* **Instructions to follow**: Reproduce every entry in the listing without alteration.
## Begin
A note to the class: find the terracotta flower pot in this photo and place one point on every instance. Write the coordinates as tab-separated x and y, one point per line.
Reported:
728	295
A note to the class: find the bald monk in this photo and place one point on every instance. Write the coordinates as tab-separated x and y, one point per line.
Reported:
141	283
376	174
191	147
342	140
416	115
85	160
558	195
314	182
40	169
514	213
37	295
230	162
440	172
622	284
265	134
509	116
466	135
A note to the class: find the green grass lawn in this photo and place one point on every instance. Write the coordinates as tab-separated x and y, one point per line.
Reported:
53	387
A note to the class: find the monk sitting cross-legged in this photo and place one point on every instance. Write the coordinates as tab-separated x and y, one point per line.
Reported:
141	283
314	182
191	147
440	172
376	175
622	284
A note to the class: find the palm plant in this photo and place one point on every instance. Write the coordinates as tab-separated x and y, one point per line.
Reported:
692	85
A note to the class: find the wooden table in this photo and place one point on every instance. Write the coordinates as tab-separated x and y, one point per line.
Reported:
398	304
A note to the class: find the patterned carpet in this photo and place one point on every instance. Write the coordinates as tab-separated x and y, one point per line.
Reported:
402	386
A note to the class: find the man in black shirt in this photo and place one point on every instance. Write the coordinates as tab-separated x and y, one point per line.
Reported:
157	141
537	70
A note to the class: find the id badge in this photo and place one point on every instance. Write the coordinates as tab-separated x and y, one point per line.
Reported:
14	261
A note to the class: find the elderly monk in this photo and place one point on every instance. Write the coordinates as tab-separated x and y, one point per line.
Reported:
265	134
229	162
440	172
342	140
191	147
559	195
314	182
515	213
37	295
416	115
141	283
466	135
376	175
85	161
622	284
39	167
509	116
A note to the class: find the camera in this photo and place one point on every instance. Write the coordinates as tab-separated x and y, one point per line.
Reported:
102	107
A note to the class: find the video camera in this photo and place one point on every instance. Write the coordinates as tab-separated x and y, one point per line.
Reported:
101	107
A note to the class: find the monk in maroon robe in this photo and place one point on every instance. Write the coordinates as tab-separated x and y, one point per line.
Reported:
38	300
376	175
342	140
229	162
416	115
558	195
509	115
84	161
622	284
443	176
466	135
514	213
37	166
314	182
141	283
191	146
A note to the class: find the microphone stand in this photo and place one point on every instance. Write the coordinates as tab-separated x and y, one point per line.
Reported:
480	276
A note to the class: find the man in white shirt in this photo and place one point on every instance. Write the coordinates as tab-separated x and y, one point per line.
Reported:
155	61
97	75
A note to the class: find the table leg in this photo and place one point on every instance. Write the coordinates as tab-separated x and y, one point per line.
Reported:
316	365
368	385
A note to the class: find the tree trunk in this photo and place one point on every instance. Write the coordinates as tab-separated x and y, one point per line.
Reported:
## End
* **Written reply**:
A note to the class: find the terracotta flower pot in this photo and place one point on every instance. Write the coordinates as tab-separated x and y, one point per line.
Reported:
728	295
A note to the class: find the bald monk in this photo and place one point on every instance. Write the coordinates as tab-separated x and y, one point per line.
Reported:
141	283
376	174
191	147
342	140
416	115
85	160
558	195
314	182
40	169
514	213
37	295
230	162
440	172
622	284
265	134
509	116
466	135
A note to the class: find the green grass lawn in this photo and place one point on every instance. Write the coordinates as tab-separated x and y, one point per line.
Reported:
53	387
A note to the class: find the monk sitting cross-legged in this photo and place one point on every instance. Write the coordinates as tab-separated x and y, one point per line.
Reported:
141	283
314	182
191	147
440	172
376	175
622	284
A note to the class: find the palm plant in this photo and place one point on every instance. Write the coordinates as tab-separated x and y, one point per line.
Reported:
692	85
A note to the class: find the wooden table in this photo and place one point on every instance. Write the coordinates as tab-separated x and y, one point per line.
Reported:
398	304
A note to the class: find the patterned carpet in this photo and place one point on every instance. Write the coordinates as tab-separated x and y, one point per line.
Reported:
402	386
A note to the class: find the man in black shirt in this photo and place one point on every instance. Write the coordinates as tab-separated x and y, one point per line.
Reported:
157	141
537	70
A note to the class: find the id badge in this photo and place one point on every instance. Write the coordinates as tab-separated x and y, one point per line.
Reported:
14	261
A note to the class: find the elderly monk in this photo and place one point on every instance. Write the coordinates as tab-separated x and y, one point per line.
Reported:
265	134
229	162
440	172
342	140
191	147
559	195
314	182
515	213
37	295
416	115
141	283
466	135
376	175
85	161
622	284
39	167
509	116
A note to the class: find the camera in this photo and place one point on every instance. Write the coordinates as tab-separated x and y, one point per line.
Reported:
102	107
A note to the class: find the video camera in this photo and place one point on every instance. Write the coordinates as tab-separated x and y, one point per line.
Reported:
101	107
A note to the class: find the monk in maroon robe in this photo and place one point on every instance. Write the coordinates as tab-separated x and y, one point per line.
Reported:
38	300
376	175
342	140
229	162
416	115
558	195
509	115
84	161
622	284
443	176
466	135
514	213
37	166
314	182
141	283
191	146
A note to the class: find the microphone stand in this photo and place one point on every instance. Write the coordinates as tab-separated x and y, one point per line.
Reported:
480	276
A note to the class: find the man in white shirt in this photo and place one point on every instance. Write the coordinates as tab-separated x and y, one point per line.
Reported:
155	61
97	75
A note to the class: find the table leg in this photo and place one point on every instance. Write the coordinates as tab-separated x and y, one point per line.
Reported:
316	365
368	385
A note to the class: find the tree trunk in this photo and place one point on every instance. Write the coordinates as tab-separated x and y, one point per line.
Reported:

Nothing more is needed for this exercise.